▸ **Text section**:
+ + +

296 So. 2d 490 | Fla. | 1974
The CITY COUNCIL OF THE CITY OF NORTH MIAMI BEACH, a Municipal Corporation of the State of Florida, and Its Mayor, Petitioner,
v.
TREBOR CONSTRUCTION CORP., a Florida Corporation, Respondent.
Supreme Court of Florida.
*491 Burton B. Loebl, North Miami Beach, for petitioner.
Neil Chonin of the Law Offices of Neil Chonin, Miami, for respondent.
DEKLE, Justice.
The petition for writ of certiorari reflected apparent jurisdiction in this Court on the basis of a direct conflict between the decision of the Third District Court of Appeal in the instant cause, reported at 254 So. 2d 51, and the case of Boynton Beach v. Carroll, 272 So. 2d 171 (Fla.App.4th 1973). Upon further consideration of the record before us and having heard oral argument, we find no direct conflict to sustain jurisdiction and must therefore discharge.
Boynton Beach v. Carroll, supra, held as applicable the building codes, regulations, etc., in effect at the time of final decision of the suit, rather than those applying at the time the application for building permit was filed; the distinction between the ordinances at these two times arose from an amendment in the applicable ordinance enacted between the time the building permit application was filed and the date on which the suit was filed. In the instant case, however, the amendment was not made before filing of the suit, but rather between the date on which the suit was filed and the date of final determination. Although there is language in Boynton Beach v. Carroll, supra, to the effect that the law at the time of final determination governs, this must be considered in light of the fact that, in Boynton, the law as of final determination of the suit was the same as the law as of the date of filing of the suit. The decision of the 3d DCA sub judice did not apply the law as of the time of application for a building permit; it applied the law as of the date of filing of the suit, as in Boynton Beach v. Carroll, supra, where the court likewise applied the law as of the date of filing of the suit, albeit by another name. Hence, no conflict appears, thus no jurisdiction here.

+ + +

Point labeling data based on photos:
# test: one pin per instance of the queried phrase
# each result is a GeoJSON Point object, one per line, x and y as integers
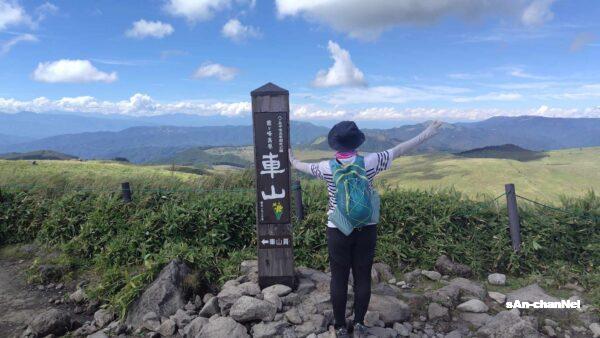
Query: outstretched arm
{"type": "Point", "coordinates": [407, 146]}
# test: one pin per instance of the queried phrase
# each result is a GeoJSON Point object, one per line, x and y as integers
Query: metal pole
{"type": "Point", "coordinates": [513, 216]}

+ + +

▸ **Stated exercise 1**:
In the court opinion, which court of appeal issued the decision that the petition sought to have reviewed?
▸ **Stated exercise 2**:
Check each statement against the court opinion and answer yes or no, quoting the words that decide it: (a) The Supreme Court of Florida found a direct conflict with Boynton Beach v. Carroll. (b) In this case the amendment came between the filing of the suit and the final determination. (c) Neil Chonin appeared for the petitioner.
▸ **Stated exercise 3**:
Take the North Miami Beach court opinion further, starting after its final sentence.
The records have no connection to the court opinion.

▸ **Final answer 1**:
The Third District Court of Appeal.

▸ **Final answer 2**:
(a) No: "we find no direct conflict to sustain jurisdiction and must therefore discharge."
(b) Yes: "the amendment was not made before filing of the suit, but rather between the date on which the suit was filed and the date of final determination."
(c) No: "Neil Chonin of the Law Offices of Neil Chonin, Miami, for respondent."

▸ **Final answer 3**:
*492 Additionally, we have considered sua sponte the possibility of a conflict between the decision below and Tsavaras v. Lelekis, 246 So. 2d 789 (Fla.App.2d 1971). In Lelekis property owners had been enjoined from certain construction on the basis of violation of set-back requirements, the trial court construing these provisions in a manner contrary to prior administrative interpretations. While appeal was pending, the city amended these provisions to clarify ambiguous language therein and to confirm the prior administrative interpretation. It was held that the case was to be determined in accordance with the clarifying amendatory ordinance. In the instant case, on the other hand, the amendatory ordinance was not a clarification of ambiguous provisions, but had the effect of changing the law after suit was filed. Sub judice the amendatory ordinance after suit was filed clearly increased (not clarified) the number of parking spaces required for the structure in question; additionally, respondent was permitted under the original ordinance to utilize on-street parking spaces in computations, but was prohibited from doing so under the later amendatory ordinance. This is unlike Tsavaras v. Lelekis, supra, wherein the court was concerned only with applicability of a clarifying amendment. No conflict exists here.
Other cases cited by petitioner as being in direct conflict with the decision below involve such matters as liquor licenses, and are not in direct conflict which would give jurisdiction to this Court pursuant to Art. V, § 3(b)(3), Fla. Const., F.S.A.
There being no direct conflict as required by Art. V, § 3(b)(3), this Court is without jurisdiction to proceed in this cause. Therefore, the writ must be and is hereby discharged.
It is so ordered.
ROBERTS, BOYD, McCAIN and CARLTON (Retired), JJ., concur.
ERVIN, J., dissents with opinion, in which ADKINS, C.J., concurs.
ERVIN, Justice (dissenting):
It appears to me that the rationale of Boynton Beach v. Carroll (Fla.App.4th 1973), 272 So. 2d 171, and Tsavaras v. Lelekis (Fla.App.2d 1971), 246 So. 2d 789 and Lelekis v. Liles (Fla.), 240 So. 2d 478, as well as that of several peripheral cases dealing generally with city permit authorizations, is that in the absence of bad faith or estoppel, a municipality may validly change a zoning regulation prior to final determination of zoning litigation.
On the merits of this case I do not find from the record that the City Council of the City of North Miami Beach has ever issued petitioner a valid permit to construct its apartment in the location applied for to a height of seven stories or in any other manner gave its consent therefor. As I read the record, the lower courts took charge of the matter of granting the permit to petitioner and ignored the authority of the municipality to restrict the height of the apartment building either initially or before determination of the appeal to the District Court. No showing is made that any construction of the apartment was ever commenced or that any estoppel or bad faith on the part of the municipality occurred.
I would quash the decision of the District Court on the authority of the cases first cited herein.
ADKINS, C.J., concurs.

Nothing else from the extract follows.